■ **DIRECTIVE**: Give the material from the line containing "Please place a point on every instance of the leaning" through the end as a Markdown table with columns Row and Line, numbering each line in Row, putting its text in Line, and leaving out blank lines.

■ **INPUT DATA**:
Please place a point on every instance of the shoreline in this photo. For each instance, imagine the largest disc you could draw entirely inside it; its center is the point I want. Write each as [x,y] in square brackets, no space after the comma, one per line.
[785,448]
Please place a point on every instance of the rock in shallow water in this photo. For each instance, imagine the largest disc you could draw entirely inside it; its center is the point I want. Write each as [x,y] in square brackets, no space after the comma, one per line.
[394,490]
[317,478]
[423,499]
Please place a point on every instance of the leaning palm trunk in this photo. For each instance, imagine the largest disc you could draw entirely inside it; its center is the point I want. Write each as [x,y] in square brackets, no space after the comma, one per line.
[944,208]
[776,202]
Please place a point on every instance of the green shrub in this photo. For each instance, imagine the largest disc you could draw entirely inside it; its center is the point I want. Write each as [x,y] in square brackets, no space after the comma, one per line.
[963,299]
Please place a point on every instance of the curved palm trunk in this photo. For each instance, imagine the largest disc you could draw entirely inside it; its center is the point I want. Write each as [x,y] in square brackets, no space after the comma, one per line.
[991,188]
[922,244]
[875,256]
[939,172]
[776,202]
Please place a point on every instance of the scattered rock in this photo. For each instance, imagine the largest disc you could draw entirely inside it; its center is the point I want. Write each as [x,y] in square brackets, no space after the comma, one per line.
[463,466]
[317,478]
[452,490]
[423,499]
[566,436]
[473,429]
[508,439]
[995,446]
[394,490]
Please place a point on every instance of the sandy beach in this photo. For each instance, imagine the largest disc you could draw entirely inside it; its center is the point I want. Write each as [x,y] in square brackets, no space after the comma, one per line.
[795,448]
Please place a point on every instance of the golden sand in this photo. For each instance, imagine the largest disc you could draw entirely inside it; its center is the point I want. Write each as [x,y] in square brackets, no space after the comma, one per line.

■ **OUTPUT BELOW**:
| Row | Line |
|---|---|
| 1 | Please place a point on every instance of the leaning palm trunk in this photo. For each instance, imagine the largest disc you could draw entirely inside it; its center is the point I want. Write each as [x,y] in square brackets, no space after the comma, one per line. |
| 2 | [944,208] |
| 3 | [776,202] |
| 4 | Please place a point on every instance of the green shrub in this photo. For each instance, imagine the largest disc you could draw entirely inside it; its center is the point I want. Write each as [x,y] in square brackets, no space after the comma, one per line. |
| 5 | [963,299] |
| 6 | Please place a point on every instance of the curved palm trunk in this photo. For each instance, imagine the largest disc you could draw entirely inside it; its center is the point I want. Write each as [x,y] in square brackets, no space after the comma, one per line. |
| 7 | [991,188] |
| 8 | [922,244] |
| 9 | [875,256] |
| 10 | [939,172] |
| 11 | [776,202] |
| 12 | Please place a point on every instance of the scattered rock in this photo. For each instance, imagine the largest disc you could draw entirely inside it; its center is the point I want. Write each as [x,y] in square brackets, no space after the comma, one per line. |
| 13 | [463,466] |
| 14 | [317,478] |
| 15 | [452,490] |
| 16 | [423,499] |
| 17 | [566,436] |
| 18 | [473,429] |
| 19 | [508,439] |
| 20 | [995,446] |
| 21 | [394,490] |
| 22 | Please place a point on every instance of the sandy beach in this photo. For each instance, imagine the largest disc you could draw entirely inside it; its center is the point I want. Write each as [x,y] in square brackets, no space after the comma, one per line. |
| 23 | [795,448] |
| 24 | Please place a point on every instance of the golden sand in this photo. For each instance, imagine the largest disc you could draw entirely inside it; its center is the point I want. Write each as [x,y] in square brackets, no space after the comma, one per line. |